◆ PASSAGE CITÉ:

################

19.05.25
Pour Luis Godinho, membre du Haut Conseil pour l'avenir de l'assurance maladie, il faut reformer le modèle des complémentaires santés, jugées trop coûteuses et pénalisantes pour certains Français.
Par Luis Godinho (membre du Haut Conseil pour l'avenir de l'assurance maladie)
Récemment, plusieurs fédérations de complémentaires santé ont proposé dans les médias des économies sur le« 100 % Santé»: délais de renouvellement allongés, règles de remboursement durcies... Ces suggestions apparaissent avant tout comme une diversion du vrai sujet, la soutenabilité du système français des complémentaires santé, structurellement inefficient et dont les coûts explosent.
En effet, leurs frais de gestion ont augmenté à un rythme deux fois plus élevé que l'inflation entre 2011 et 2022, soit une hausse de 33 % en valeur, selon un récent rapport sénatorial consacré à l'impact sur le pouvoir d'achat des Français des tarifs des complémentaires.
À cette dérive budgétaire s'ajoute une inefficience structurelle. Le système actuel est doublement inégalitaire. D'une part, il pénalise les plus pauvres, dont le taux d'effort en santé (cotisation et reste à charge) atteint 10 % de leur revenu, contre moins de 2 % pour les plus aisés.
D'autre part, il désavantage les personnes âgées : leurs primes, fixées selon l'âge et non le revenu, peuvent dépasser 10 % de leur pension, souvent pour une couverture inférieure à celle des actifs. Cela conduit à une situation où les plus fragiles (retraités, mais aussi chômeurs), qui ont le plus besoin de soins, ont la couverture la plus coûteuse.
Pourtant des gisements d'économies existent. Les frais de courtage, notamment les commissions versées à ces intermédiaires, constituent une dépense croissante et peu encadrée, selon le rapport du Sénat. Les plateformes de « réseaux de soins» autorisées par la loi Le Roux n'ont pas diminué les restes à charge, tout en restreignant le libre choix des patients, et pèsent sur les frais de gestion.

################

◆ EXTRAITS DES ENTRÉES:
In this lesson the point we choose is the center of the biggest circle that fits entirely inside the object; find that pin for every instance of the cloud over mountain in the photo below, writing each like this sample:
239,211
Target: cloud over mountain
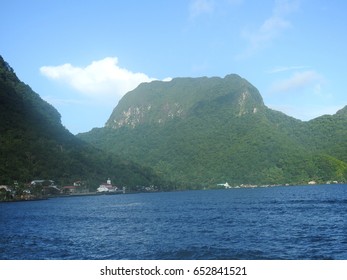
100,79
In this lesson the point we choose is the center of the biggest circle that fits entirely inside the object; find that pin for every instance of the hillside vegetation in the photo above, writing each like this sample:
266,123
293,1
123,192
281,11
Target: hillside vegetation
204,131
35,145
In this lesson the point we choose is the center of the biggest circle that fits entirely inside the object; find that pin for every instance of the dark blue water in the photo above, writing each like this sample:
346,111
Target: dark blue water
306,222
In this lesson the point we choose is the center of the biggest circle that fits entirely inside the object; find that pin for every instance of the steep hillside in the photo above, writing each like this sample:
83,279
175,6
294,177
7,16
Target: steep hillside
204,131
35,145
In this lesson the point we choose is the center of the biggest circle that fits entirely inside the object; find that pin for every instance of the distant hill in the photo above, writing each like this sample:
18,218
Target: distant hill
204,131
35,145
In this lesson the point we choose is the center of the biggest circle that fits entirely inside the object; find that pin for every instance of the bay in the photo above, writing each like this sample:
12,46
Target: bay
298,222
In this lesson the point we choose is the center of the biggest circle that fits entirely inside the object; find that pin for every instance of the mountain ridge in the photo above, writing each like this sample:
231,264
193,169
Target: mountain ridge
210,130
35,145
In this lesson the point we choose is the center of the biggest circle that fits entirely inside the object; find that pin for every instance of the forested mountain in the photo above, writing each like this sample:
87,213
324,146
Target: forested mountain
204,131
35,145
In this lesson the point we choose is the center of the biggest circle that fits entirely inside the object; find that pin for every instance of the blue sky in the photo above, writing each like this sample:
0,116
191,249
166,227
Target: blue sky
82,56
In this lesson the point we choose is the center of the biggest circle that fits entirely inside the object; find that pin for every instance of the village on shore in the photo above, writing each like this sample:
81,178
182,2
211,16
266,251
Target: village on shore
44,189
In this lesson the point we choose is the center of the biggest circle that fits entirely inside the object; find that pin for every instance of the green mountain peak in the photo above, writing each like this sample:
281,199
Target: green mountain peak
158,101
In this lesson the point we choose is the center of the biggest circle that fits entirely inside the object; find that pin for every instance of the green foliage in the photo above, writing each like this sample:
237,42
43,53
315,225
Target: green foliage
34,144
206,131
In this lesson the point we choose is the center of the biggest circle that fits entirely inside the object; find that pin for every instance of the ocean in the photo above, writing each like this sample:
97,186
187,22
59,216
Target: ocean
284,223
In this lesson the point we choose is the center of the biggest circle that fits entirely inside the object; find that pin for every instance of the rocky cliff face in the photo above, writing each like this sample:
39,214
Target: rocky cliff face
158,102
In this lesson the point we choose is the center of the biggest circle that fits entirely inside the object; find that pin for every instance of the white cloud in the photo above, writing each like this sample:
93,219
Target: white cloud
270,29
306,112
297,81
285,68
198,7
100,79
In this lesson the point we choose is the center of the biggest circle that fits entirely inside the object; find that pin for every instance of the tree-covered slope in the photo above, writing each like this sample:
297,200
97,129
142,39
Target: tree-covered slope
205,131
35,145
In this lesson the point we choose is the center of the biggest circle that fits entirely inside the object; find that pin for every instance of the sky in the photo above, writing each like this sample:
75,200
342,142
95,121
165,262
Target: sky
82,56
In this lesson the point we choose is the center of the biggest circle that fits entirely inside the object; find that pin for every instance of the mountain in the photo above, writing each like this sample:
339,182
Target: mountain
35,145
204,131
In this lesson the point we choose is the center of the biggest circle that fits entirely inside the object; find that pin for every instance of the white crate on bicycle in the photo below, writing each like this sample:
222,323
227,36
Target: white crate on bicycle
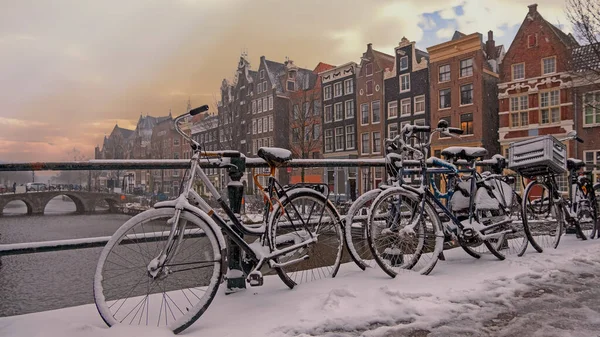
538,156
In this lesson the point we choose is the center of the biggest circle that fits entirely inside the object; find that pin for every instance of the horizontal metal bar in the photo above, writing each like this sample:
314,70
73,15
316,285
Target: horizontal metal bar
160,164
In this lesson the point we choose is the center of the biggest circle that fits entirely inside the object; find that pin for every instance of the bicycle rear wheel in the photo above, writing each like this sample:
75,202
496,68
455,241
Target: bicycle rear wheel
125,292
397,247
356,228
542,216
302,215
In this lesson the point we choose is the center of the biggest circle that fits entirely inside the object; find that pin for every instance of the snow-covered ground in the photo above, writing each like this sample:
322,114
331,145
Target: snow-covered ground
551,294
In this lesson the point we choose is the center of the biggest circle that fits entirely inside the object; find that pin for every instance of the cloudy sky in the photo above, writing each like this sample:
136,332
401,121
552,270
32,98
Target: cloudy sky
71,69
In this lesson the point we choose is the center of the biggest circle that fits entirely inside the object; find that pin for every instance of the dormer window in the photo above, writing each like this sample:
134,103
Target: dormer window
369,69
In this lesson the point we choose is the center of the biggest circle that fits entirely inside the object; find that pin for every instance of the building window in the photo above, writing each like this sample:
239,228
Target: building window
369,87
405,107
328,140
376,142
316,108
466,123
364,114
337,89
392,109
419,104
549,65
550,107
339,112
375,106
404,63
350,137
369,69
404,82
591,106
349,109
392,130
466,94
365,143
349,84
531,40
519,116
518,71
339,138
445,95
466,67
327,92
328,115
593,158
444,73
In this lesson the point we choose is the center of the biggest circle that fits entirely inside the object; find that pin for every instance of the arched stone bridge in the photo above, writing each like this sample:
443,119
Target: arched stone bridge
84,201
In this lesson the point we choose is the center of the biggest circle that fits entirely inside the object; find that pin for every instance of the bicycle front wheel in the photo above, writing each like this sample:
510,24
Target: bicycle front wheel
302,215
542,216
402,235
126,292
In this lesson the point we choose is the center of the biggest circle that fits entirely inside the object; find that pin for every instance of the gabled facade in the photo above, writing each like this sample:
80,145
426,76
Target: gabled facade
339,132
305,126
463,89
586,101
534,93
369,113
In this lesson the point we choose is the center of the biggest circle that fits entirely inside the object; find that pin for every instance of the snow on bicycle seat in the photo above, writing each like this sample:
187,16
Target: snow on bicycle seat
574,164
464,152
275,156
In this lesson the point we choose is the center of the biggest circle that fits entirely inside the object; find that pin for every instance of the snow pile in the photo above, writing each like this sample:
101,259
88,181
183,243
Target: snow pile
462,296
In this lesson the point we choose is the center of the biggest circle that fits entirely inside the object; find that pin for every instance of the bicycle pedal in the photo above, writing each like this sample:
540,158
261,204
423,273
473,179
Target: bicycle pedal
255,278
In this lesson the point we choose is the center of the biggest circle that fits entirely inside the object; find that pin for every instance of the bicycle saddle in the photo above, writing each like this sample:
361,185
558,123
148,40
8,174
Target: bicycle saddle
574,164
275,156
464,152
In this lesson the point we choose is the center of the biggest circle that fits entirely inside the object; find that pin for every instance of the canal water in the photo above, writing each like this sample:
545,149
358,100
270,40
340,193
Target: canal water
53,280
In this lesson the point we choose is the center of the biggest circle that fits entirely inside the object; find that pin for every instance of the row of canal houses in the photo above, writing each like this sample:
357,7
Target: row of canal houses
538,86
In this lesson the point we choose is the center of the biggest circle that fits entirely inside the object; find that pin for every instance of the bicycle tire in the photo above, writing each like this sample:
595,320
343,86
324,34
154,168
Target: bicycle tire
327,265
148,247
547,213
358,245
429,236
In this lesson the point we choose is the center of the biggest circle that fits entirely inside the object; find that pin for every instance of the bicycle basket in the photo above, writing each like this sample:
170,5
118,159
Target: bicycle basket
538,156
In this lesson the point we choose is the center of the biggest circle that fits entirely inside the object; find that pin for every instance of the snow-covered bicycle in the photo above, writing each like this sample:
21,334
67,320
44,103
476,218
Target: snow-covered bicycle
163,267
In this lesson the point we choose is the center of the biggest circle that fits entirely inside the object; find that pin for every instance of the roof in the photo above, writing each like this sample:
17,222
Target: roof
586,57
383,60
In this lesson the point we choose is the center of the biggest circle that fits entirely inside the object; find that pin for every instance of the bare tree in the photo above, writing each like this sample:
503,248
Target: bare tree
305,125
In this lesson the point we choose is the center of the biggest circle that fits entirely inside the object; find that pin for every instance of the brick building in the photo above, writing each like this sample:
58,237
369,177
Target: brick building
339,127
463,90
370,100
586,100
305,126
534,93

################

◆ EXPLORER LE CONTENU:
a - Dans le texte sur les complémentaires santé, pourquoi l'auteur juge-t-il le système actuel « doublement inégalitaire » ? Répondez en une à trois phrases.
b - Dites si chacune de ces affirmations s'accorde avec le texte sur les complémentaires santé, en répondant par oui ou par non et en citant les mots du texte qui tranchent.
(i) Entre 2011 et 2022, les frais de gestion ont progressé deux fois plus vite que l'inflation.
(ii) Les primes des personnes âgées sont calculées en fonction de leur revenu.
(iii) Les réseaux de soins autorisés par la loi Le Roux ont fait baisser les restes à charge.
c - Écrivez la suite du texte sur les complémentaires santé en partant de sa dernière phrase.

◆ RÉPONSES ATTENDUES:
a - Le système pénalise d'abord les plus pauvres, dont le taux d'effort en santé atteint 10 % de leur revenu, contre moins de 2 % pour les plus aisés. Il désavantage ensuite les personnes âgées, dont les primes, fixées selon l'âge et non le revenu, peuvent dépasser 10 % de leur pension, souvent pour une couverture inférieure à celle des actifs.

b -
(i) Oui : « leurs frais de gestion ont augmenté à un rythme deux fois plus élevé que l'inflation entre 2011 et 2022 ».
(ii) Non : « leurs primes, fixées selon l'âge et non le revenu ».
(iii) Non : « n'ont pas diminué les restes à charge ».

c -
"96 % des Français ont une complémentaire mais près d'un tiers d'entre eux peine à en supporter le coût, une refonte du modèle s'impose."
Les multiples systèmes de tiers payant, engendrant des coûts d'interopérabilité injustifiés, pourraient être remplacés par un système unique, mieux sécurisé et plus économique, pour les complémentaires comme pour les professionnels de santé. Les médecines dites «douces», dont le ministère de la Santé avertit sur leurs effets indésirables« mal, voire non connus», ont vu leur remboursement par les complémentaires exploser, avoisinant le milliard d'euros par an.
Mais au-delà de ces pistes, une réforme structurelle est indispensable. La réponse n'est pas dans la« Grande Sécu » qui supprimerait toutes les complémentaires au profit d'un monopole public, mais dans une voie intermédiaire et pragmatique : une assurance complémentaire obligatoire, universelle et mutualisée.
Cette solution, décrite en 2022 par le Haut Conseil pour l'avenir de l'assurance maladie, permettrait d'unifier les garanties de base, de répartir plus équitablement les cotisations, et de réduire drastiquement les frais de gestion en standardisant les prestations.
Ce scénario n'a rien d'utopique. En 2014 déjà, dans leur note« Refonder l'assurance maladie », Brigitte Dormont, Pierre-Yves Geoffard et Jean Tirole, futur prix Nobel d'économie, proposaient une solution proche. « L'hétérogénéité des contrats d'assurance complémentaire permet actuellement aux assureurs de développer des stratégies de sélection des risques et rend l'offre peu lisible pour les assurés. La solution est de définir un contrat homogène et de demander aux organismes complémentaires d'afficher leur prix pour cette offre». Par ailleurs, selon eux, les subventions accordées aux contrats collectifs n'ont pas de justification économique : «Elles introduisent une inégalité entre citoyens dans l'accès à l'assurance complémentaire et favorisent des couvertures trop généreuses».
Alors que 96 % des Français ont une complémentaire mais près d'un tiers d'entre eux peine à en supporter le coût, une refonte du modèle s'impose. Il est temps de sortir du statu quo et d'engager une transformation dont les gains contribueront au redressement des comptes sociaux.
Luis Godinho est vice-président de l'interprofessionnelle« Les Libéraux de santé» et membre du Haut Conseil pour l'avenir de l'assurance maladie (HCMM).